Dataset extract:
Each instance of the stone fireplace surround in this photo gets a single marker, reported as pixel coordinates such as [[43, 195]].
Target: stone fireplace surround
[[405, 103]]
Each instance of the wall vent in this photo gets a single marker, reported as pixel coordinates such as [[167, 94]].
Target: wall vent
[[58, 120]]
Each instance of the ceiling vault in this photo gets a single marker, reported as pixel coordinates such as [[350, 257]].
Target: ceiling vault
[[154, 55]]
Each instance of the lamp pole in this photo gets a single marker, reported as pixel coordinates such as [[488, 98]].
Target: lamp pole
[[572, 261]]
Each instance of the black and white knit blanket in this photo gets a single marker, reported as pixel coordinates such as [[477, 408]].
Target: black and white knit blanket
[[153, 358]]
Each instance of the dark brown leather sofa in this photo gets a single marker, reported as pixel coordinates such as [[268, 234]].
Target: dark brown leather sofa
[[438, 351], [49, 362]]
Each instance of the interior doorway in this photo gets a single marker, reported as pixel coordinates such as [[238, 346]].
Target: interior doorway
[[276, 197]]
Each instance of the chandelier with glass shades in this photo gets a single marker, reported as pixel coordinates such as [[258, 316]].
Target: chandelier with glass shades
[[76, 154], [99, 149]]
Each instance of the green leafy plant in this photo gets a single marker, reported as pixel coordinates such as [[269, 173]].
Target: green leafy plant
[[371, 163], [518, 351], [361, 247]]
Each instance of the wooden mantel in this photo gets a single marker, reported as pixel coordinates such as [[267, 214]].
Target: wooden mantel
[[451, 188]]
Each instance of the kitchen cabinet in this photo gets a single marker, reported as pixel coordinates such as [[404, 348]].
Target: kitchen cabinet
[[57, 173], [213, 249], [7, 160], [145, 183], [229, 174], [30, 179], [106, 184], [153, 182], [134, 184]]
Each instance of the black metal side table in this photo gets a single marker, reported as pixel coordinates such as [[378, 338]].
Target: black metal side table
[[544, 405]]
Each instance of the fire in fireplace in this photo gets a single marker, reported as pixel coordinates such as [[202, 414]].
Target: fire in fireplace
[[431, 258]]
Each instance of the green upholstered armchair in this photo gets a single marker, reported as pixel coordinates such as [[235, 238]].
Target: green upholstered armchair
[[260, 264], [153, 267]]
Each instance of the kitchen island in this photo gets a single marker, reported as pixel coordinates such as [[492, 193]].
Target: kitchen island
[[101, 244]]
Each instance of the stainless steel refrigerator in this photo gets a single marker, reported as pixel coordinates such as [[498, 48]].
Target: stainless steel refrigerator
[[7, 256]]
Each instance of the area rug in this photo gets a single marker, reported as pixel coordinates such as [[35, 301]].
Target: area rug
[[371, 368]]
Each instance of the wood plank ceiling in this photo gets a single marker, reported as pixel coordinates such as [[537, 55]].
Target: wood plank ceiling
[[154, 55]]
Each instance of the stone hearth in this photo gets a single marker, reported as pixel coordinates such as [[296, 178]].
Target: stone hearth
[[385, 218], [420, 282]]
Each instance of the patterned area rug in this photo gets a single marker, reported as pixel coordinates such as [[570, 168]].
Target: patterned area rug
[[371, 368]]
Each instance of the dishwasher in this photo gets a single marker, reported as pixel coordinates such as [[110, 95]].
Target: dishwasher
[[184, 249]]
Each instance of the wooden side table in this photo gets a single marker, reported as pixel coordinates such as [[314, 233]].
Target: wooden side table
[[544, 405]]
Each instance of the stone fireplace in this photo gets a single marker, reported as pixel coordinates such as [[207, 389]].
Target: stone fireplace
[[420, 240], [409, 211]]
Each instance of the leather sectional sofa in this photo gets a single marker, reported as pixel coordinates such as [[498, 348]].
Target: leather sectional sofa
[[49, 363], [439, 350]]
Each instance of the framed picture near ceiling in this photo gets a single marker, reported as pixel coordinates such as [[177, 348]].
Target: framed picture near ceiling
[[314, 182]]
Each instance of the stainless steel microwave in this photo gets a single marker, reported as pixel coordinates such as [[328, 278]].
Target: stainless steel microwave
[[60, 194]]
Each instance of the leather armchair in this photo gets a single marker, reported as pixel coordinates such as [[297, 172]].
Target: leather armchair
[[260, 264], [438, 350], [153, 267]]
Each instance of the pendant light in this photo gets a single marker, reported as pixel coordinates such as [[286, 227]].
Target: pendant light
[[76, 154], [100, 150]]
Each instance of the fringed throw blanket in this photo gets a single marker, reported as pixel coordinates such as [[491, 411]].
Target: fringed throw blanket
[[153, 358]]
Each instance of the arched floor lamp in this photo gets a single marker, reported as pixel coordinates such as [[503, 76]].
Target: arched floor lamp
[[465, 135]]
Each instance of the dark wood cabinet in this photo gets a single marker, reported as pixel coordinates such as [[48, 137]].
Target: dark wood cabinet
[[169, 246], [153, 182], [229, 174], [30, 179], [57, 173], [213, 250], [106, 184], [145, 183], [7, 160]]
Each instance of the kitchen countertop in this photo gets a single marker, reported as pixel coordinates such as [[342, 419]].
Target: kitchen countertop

What is needed: Each record must be returned exactly as it is written.

Full solution:
Each instance of the stone fireplace surround in this photo gets a single marker, reported as pixel coordinates such as [[43, 195]].
Target: stone fireplace surround
[[405, 103]]
Each instance of the wall vent in this photo gets a single marker, reported as pixel coordinates such as [[167, 94]].
Target: wall vent
[[58, 120]]
Each instance of the ceiling vault in this photo gets a single marker, reported as pixel coordinates such as [[350, 257]].
Target: ceiling vault
[[154, 55]]
Each instance of the lamp pole in this photo gets a single marker, reported as pixel coordinates such as [[488, 98]].
Target: lamp pole
[[572, 261]]
Each instance of the black and white knit blanket in this photo gets a single marker, reported as pixel coordinates such as [[477, 408]].
Target: black and white knit blanket
[[153, 358]]
Each instance of the dark brown leather sofa in this photo gets a single marker, reported as pixel coordinates such as [[268, 234]].
Target: dark brown leather sofa
[[438, 351], [49, 362]]
Each instance of the interior doorway in this photo gets a single marker, reported as pixel coordinates such as [[238, 346]].
Target: interior doorway
[[276, 197]]
Each instance of the chandelier with glass shades in this photo gets a single marker, reported as pixel coordinates such as [[258, 316]].
Target: chandelier with glass shades
[[76, 154], [99, 149]]
Each instance of the green leafy plant in this photo gets a single marker, reported as pixel coordinates such as [[269, 173]].
Target: green leafy plant
[[371, 163], [518, 351], [361, 247]]
Each instance of the wooden mantel in this photo gets a single marker, reported as pixel coordinates such as [[267, 214]].
Target: wooden mantel
[[451, 188]]
Each instance of the kitchen cabinet in this photo gets a single marker, reported as pixel coordinates such as [[404, 348]].
Target: kitchen cabinet
[[57, 173], [213, 249], [7, 160], [145, 183], [229, 174], [30, 179], [106, 184], [153, 182], [134, 184]]
Each instance of the black metal side table in this photo gets a single marker, reported as pixel coordinates such as [[378, 338]].
Target: black metal side table
[[544, 405]]
Each instance of the fire in fireplace in this photo gets a single marker, reported as pixel coordinates such as [[202, 414]].
Target: fire in fireplace
[[431, 258]]
Each instance of the green upholstered armchair in this photo gets a single marker, reported as pixel coordinates such as [[235, 238]].
Target: green upholstered armchair
[[260, 264], [153, 267]]
Each instance of the kitchen island in this photo gets a single marker, reported as pixel coordinates such as [[492, 193]].
Target: kitchen island
[[101, 244]]
Each instance of the stainless steel refrigerator in this photo gets a single marker, reported as pixel coordinates such as [[498, 48]].
Target: stainless steel refrigerator
[[7, 256]]
Each instance of the area rug in this photo gets a single marker, reported as pixel coordinates such as [[35, 301]].
Target: area rug
[[371, 368]]
Each instance of the wood plank ceiling in this photo gets a single marker, reported as pixel coordinates such as [[537, 55]].
Target: wood plank ceiling
[[154, 55]]
Each instance of the stone hearth in this photo gets a single marker, reported as pixel coordinates such as [[296, 178]].
Target: stone hearth
[[385, 218], [420, 282]]
Each instance of the patterned area rug in this photo gets a single marker, reported as pixel coordinates such as [[570, 168]].
Target: patterned area rug
[[371, 368]]
Each instance of the dishwasher in this photo gets a single marker, reported as pixel coordinates such as [[110, 95]].
Target: dishwasher
[[184, 249]]
Each instance of the wooden side table in this photo gets a single marker, reported as pixel coordinates such as [[314, 233]].
Target: wooden side table
[[544, 405]]
Each instance of the stone fireplace in this photo gets a single marker, reported as pixel coordinates such as [[207, 389]].
Target: stone fireplace
[[420, 240], [409, 211]]
Each instance of the leather sectional sofa in this photo gets a single marker, reported as pixel coordinates such as [[498, 348]].
Target: leather sectional sofa
[[49, 363], [439, 350]]
Each instance of the framed picture near ceiling in this photo gets a single marker, reported as pixel coordinates such as [[177, 348]].
Target: framed picture near ceiling
[[314, 182]]
Each instance of the stainless steel microwave in this photo gets a single marker, reported as pixel coordinates such as [[328, 278]].
Target: stainless steel microwave
[[60, 194]]
Each instance of the leather armchair in this photo gets a single marker, reported as pixel coordinates such as [[297, 172]].
Target: leather armchair
[[260, 264], [438, 350], [153, 267]]
Each instance of the pendant light in this photo gets a single marker, reported as pixel coordinates such as [[286, 227]].
Target: pendant light
[[76, 154], [100, 150]]
Each instance of the fringed throw blanket in this photo gets a single marker, reported as pixel coordinates such as [[491, 411]].
Target: fringed throw blanket
[[153, 358]]
Each instance of the arched floor lamp in this photo gets a single marker, reported as pixel coordinates such as [[503, 76]].
Target: arched floor lamp
[[465, 135]]
Each instance of the dark wood cabinet in this photo gets a single marker, reported as pixel coordinates such as [[48, 137]].
Target: dark wood cabinet
[[169, 246], [153, 182], [229, 174], [30, 179], [57, 173], [213, 250], [106, 184], [145, 183], [7, 160]]
Each instance of the kitchen countertop in this photo gets a single marker, reported as pixel coordinates such as [[342, 419]].
Target: kitchen countertop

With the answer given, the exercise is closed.